> _GOAL_:
Leave out every picture, then transcribe the rest of the listing exactly.

> _DATA SUPPLIED_:

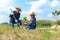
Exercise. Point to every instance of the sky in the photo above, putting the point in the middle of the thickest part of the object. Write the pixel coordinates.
(42, 8)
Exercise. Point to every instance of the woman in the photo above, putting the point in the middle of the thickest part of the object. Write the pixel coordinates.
(16, 15)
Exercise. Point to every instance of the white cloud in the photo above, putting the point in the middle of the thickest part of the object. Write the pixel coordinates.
(35, 5)
(55, 3)
(4, 4)
(50, 15)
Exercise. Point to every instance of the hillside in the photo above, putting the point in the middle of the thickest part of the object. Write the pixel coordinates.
(6, 33)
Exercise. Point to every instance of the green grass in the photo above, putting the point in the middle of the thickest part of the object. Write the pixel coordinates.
(7, 33)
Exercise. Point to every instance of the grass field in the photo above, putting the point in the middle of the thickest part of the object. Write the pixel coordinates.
(6, 33)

> _TASK OUTPUT_:
Exercise. Point to every instance of the sky in the photo above, putting the point in the middle of the thickest part of the object. Write the pixel coordinates.
(42, 8)
Exercise. Point to every instance of the woman in the photo above, putting the point in the middle of the thickest part of the object. Write the pixel coordinates.
(16, 15)
Exercise. Point to every instance of the white cloud in the photo above, putting the point in the middle of the thickest part of the object. Write the pixel coordinates.
(35, 5)
(55, 3)
(4, 4)
(50, 15)
Exercise. Point to every instance of the hillside in the photo above, putting the point in the middle of the thickest part of the object. Write the pixel coordinates.
(6, 33)
Exercise. Point to every instance of the green grass in the photo above, putting the point in the middle of the thickest part of the object. Write the pixel coordinates.
(7, 33)
Exercise. Point to every instance of the grass field in the photo above, putting the point in the middle of the thickest part of the object. Write the pixel coordinates.
(6, 33)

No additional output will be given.